Eric, jeune Colombien, à chlore et à cri, dans «Gente de Bién». (Photo DR)
publié le 19 mai 2014 à 19h26

Les échos de la crise qui sévit en Espagne se sont dissous peu à peu dans d'autres tumultes du monde. Ce n'est pas pour autant, ainsi que Jaime Rosales vient le rappeler, que l'entreprise de démolition d'une classe moyenne qui bascule inexorablement dans la pauvreté n'est plus à l'ordre du jour. Et que les jeunes Madrilènes, puisque c'est d'eux qu'il est question ici, ont fini d'en baver des ronds de chapeau. Le couple d'amoureux de la Belle Jeunesse a la vingtaine accablée. Ils flirtent à l'arrache, font la fête dans la rue parce que les clubs, c'est trop cher, ont arrêté leurs études parce qu'à quoi bon, et cherchent du boulot à plein temps. Ouvrier sous-payé sur des chantiers pour Carlos, baby-sitting pour Natalia, les jours de chance.
····················
◆ EXERCICE PROPOSÉ 1 ◆
Répondez aux questions suivantes d'après le texte fourni :
(a) À quelle date et à quelle heure le texte a-t-il été publié ?
(b) Pour quelle raison le couple fait-il la fête dans la rue ?
(c) Quel travail Natalia trouve-t-elle les jours de chance ?

◆ DONNÉES FOURNIES ◆
····················
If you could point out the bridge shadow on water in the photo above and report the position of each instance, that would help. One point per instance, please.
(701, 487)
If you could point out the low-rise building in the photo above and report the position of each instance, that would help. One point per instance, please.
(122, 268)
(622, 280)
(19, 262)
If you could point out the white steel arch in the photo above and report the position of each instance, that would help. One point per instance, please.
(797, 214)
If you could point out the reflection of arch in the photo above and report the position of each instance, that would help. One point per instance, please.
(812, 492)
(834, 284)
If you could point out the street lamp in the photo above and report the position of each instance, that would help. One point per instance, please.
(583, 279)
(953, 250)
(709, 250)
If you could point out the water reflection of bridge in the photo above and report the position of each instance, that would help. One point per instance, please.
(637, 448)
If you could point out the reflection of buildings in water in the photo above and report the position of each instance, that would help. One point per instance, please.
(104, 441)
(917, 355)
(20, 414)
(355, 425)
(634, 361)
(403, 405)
····················
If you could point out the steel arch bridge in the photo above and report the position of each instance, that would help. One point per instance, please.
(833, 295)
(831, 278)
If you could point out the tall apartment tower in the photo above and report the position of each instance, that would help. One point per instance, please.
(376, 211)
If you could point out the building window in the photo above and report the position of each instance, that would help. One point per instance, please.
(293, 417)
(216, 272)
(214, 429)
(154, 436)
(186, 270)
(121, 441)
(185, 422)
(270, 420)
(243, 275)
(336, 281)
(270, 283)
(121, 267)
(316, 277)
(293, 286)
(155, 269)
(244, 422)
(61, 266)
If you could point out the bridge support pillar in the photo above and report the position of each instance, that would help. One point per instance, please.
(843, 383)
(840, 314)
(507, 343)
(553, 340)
····················
◆ EXERCICE PROPOSÉ 2 ◆
Filtrez les enregistrements en recopiant chaque ligne qui contient la chaîne "steel". Tenez compte de la casse.

◆ RÉPONSE FINALE 1 ◆
(a) Le 19 mai 2014 à 19h26.
(b) Parce que les clubs sont trop chers.
(c) Du baby-sitting.

◆ RÉPONSE FINALE 2 ◆
If you could point out the white steel arch in the photo above and report the position of each instance, that would help. One point per instance, please.
If you could point out the steel arch bridge in the photo above and report the position of each instance, that would help. One point per instance, please.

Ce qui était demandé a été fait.